**WHAT THE TASK REQUIRES**
Answer these questions from the TV excerpt below.
(a) Who does Don spend a night out with in "The Good News"?
(b) What reason did the girlfriend give for wanting to watch Gossip Girl?
(c) Which show is being watched concurrently with Gossip Girl this summer?

**EXCERPT PROVIDED**
********************

I mostly found "The Good News" to be frustrating, taking two promising storylines and cramming them together into one episode, so that neither of them really worked.
Getting to see cold, intense Don Draper turn into the more likable, relaxed Dick Whitman for an episode -- and then back again -- was a treat. And a lot of Don's night out with Lane was a hoot. (Seeing Jared Harris respond to the shushing lady during the Godzilla movie in his pseudo-Japanese will probably never stop being funny). Either of these scenarios -- if stretched out over the course of an episode, sharing time with other characters' storylines -- might've made for a great episode. But using both of them, and then giving Joan so little to do with her story, made for a subpar episode. I don't think it's the worst -- there were a few episodes midway through last season where I was really bored -- but certainly not among this show's best. Let's hope 1965 will be as kind to the viewers, as well as to the folks at SCDP.
***
A few weeks ago, my girlfriend decided -- pretty much out of the blue -- that she wanted to watch Gossip Girl. She'd never expressed an interest before, but she said that summertime called for something light and "girly." The plan may have been for us to Netflix them and then Megan watch the show on her own, but I started watching with her and now I'm sort of hooked.
Slightly. I mean, it's not on the level of Lost or even Fringe. But there's something about the show that keeps me watching, even though I think the show could easily be retitled Pretty Rich Kids Making Bad Decisions.
Because that's the plot of every episode: Person A either lies or hides the truth from Person B, then winds up red-faced when the truth comes out, usually at a party. Repeat for three seasons.
All the same, I realize I'm not the show's target audience. And to be fair, the characters are all pretty likable, and the dialogue can be clever, even when the plots aren't.
But what's made Gossip Girl especially interesting this summer is the fact that we're watching it concurrently with Friday Night Lights, a show featuring teenage characters who might as well be living on another planet. On Gossip Girl, the wrong-side-of-the-tracks family (laughably) consists of a young man who's been published in the New Yorker, his sister who interned with a world-famous fashion designer, and their dad, an aging rock musician who owns an art gallery in Brooklyn.
The richest kid on Friday Night Lights -- Lyla Garrity? -- wouldn't be allowed within a mile of most of GG's denizens.
This was a show whose first season I absolutely loved when I saw it a few years ago, and then dropped during the disappointing second season.

********************

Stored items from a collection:
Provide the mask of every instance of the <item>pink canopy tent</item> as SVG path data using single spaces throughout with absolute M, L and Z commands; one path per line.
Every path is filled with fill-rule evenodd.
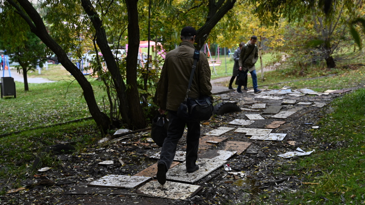
M 162 49 L 162 45 L 161 45 L 161 43 L 157 42 L 157 45 L 156 46 L 156 42 L 154 41 L 152 41 L 151 40 L 150 41 L 150 46 L 154 46 L 155 47 L 154 49 L 155 49 L 155 46 L 160 46 L 161 48 L 161 49 L 160 51 L 159 51 L 157 53 L 157 55 L 159 55 L 161 56 L 161 57 L 164 59 L 165 58 L 165 55 L 166 54 L 166 52 L 165 52 L 165 50 Z M 140 54 L 142 54 L 142 50 L 141 49 L 141 48 L 147 48 L 148 47 L 148 41 L 147 40 L 141 40 L 139 41 L 139 53 Z M 126 50 L 128 51 L 128 45 L 126 45 Z

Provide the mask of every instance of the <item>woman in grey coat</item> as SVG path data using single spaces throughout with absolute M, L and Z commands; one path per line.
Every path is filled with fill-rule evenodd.
M 233 90 L 233 88 L 232 87 L 232 84 L 233 83 L 233 81 L 234 81 L 235 78 L 237 77 L 237 75 L 238 74 L 238 59 L 239 59 L 239 54 L 241 53 L 241 49 L 242 49 L 242 47 L 245 45 L 245 43 L 243 42 L 241 42 L 239 43 L 238 45 L 239 47 L 236 49 L 236 51 L 234 51 L 234 54 L 233 54 L 233 59 L 234 60 L 234 65 L 233 65 L 233 73 L 232 75 L 232 77 L 231 78 L 231 80 L 229 82 L 229 86 L 228 87 L 228 89 L 230 90 Z M 247 81 L 247 76 L 246 77 L 245 80 Z M 243 88 L 244 89 L 247 90 L 247 87 L 245 87 Z

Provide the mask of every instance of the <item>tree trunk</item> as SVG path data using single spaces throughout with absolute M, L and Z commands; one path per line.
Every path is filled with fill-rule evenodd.
M 26 67 L 22 67 L 23 70 L 23 79 L 24 79 L 24 90 L 26 91 L 29 90 L 29 88 L 28 86 L 28 77 L 27 73 L 28 69 Z
M 132 123 L 130 118 L 130 111 L 127 100 L 127 96 L 126 94 L 124 91 L 127 89 L 127 87 L 122 78 L 119 67 L 108 45 L 106 33 L 104 28 L 104 25 L 103 25 L 99 15 L 90 0 L 81 0 L 81 3 L 84 10 L 89 16 L 96 31 L 96 43 L 103 54 L 104 60 L 108 66 L 108 69 L 111 74 L 112 79 L 119 99 L 119 110 L 123 120 L 128 124 L 130 128 L 131 128 Z M 128 96 L 128 98 L 130 97 Z
M 336 67 L 336 63 L 332 56 L 330 56 L 326 59 L 326 63 L 328 68 L 333 68 Z
M 262 54 L 261 53 L 261 42 L 262 38 L 260 36 L 260 42 L 258 43 L 258 56 L 260 57 L 260 65 L 261 66 L 261 80 L 264 82 L 265 79 L 264 77 L 264 67 L 262 66 Z
M 128 13 L 128 52 L 127 55 L 127 90 L 132 125 L 136 129 L 146 127 L 146 119 L 140 102 L 137 84 L 137 63 L 139 47 L 138 1 L 125 0 Z
M 84 92 L 84 97 L 87 104 L 89 111 L 96 124 L 103 131 L 107 131 L 110 127 L 110 119 L 99 109 L 90 82 L 69 59 L 65 51 L 49 35 L 43 20 L 31 3 L 28 0 L 18 0 L 19 5 L 28 15 L 27 16 L 12 0 L 7 0 L 16 9 L 18 13 L 26 20 L 30 27 L 31 31 L 53 51 L 57 56 L 58 62 L 77 81 Z
M 195 48 L 200 50 L 209 36 L 211 31 L 219 20 L 228 11 L 233 8 L 236 0 L 228 0 L 225 3 L 224 0 L 209 0 L 208 7 L 209 11 L 205 24 L 196 31 L 197 45 Z

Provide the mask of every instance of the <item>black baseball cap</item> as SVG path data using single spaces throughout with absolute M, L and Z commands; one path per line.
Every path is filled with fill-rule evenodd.
M 181 35 L 194 36 L 196 35 L 195 29 L 191 26 L 185 26 L 181 30 Z

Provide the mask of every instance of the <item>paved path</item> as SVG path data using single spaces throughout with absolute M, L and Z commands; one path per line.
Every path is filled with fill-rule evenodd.
M 14 78 L 14 81 L 20 82 L 24 82 L 24 78 L 23 77 L 23 75 L 21 74 L 19 74 L 16 71 L 16 70 L 15 69 L 10 69 L 10 73 L 11 74 L 11 77 Z M 3 70 L 0 70 L 0 75 L 1 77 L 3 77 Z M 5 70 L 5 71 L 4 73 L 4 77 L 8 77 L 9 76 L 9 71 L 7 70 Z M 28 77 L 28 83 L 49 83 L 49 82 L 54 82 L 55 81 L 53 81 L 49 80 L 46 78 L 30 78 Z

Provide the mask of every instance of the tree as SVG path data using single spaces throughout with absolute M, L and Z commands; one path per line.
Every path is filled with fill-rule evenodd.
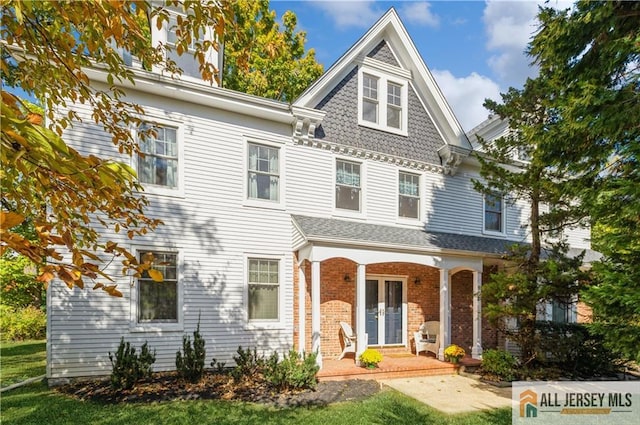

********************

**EXPECTED OUTPUT**
(a) Lane.
(b) She said that summertime called for something light and "girly."
(c) Friday Night Lights.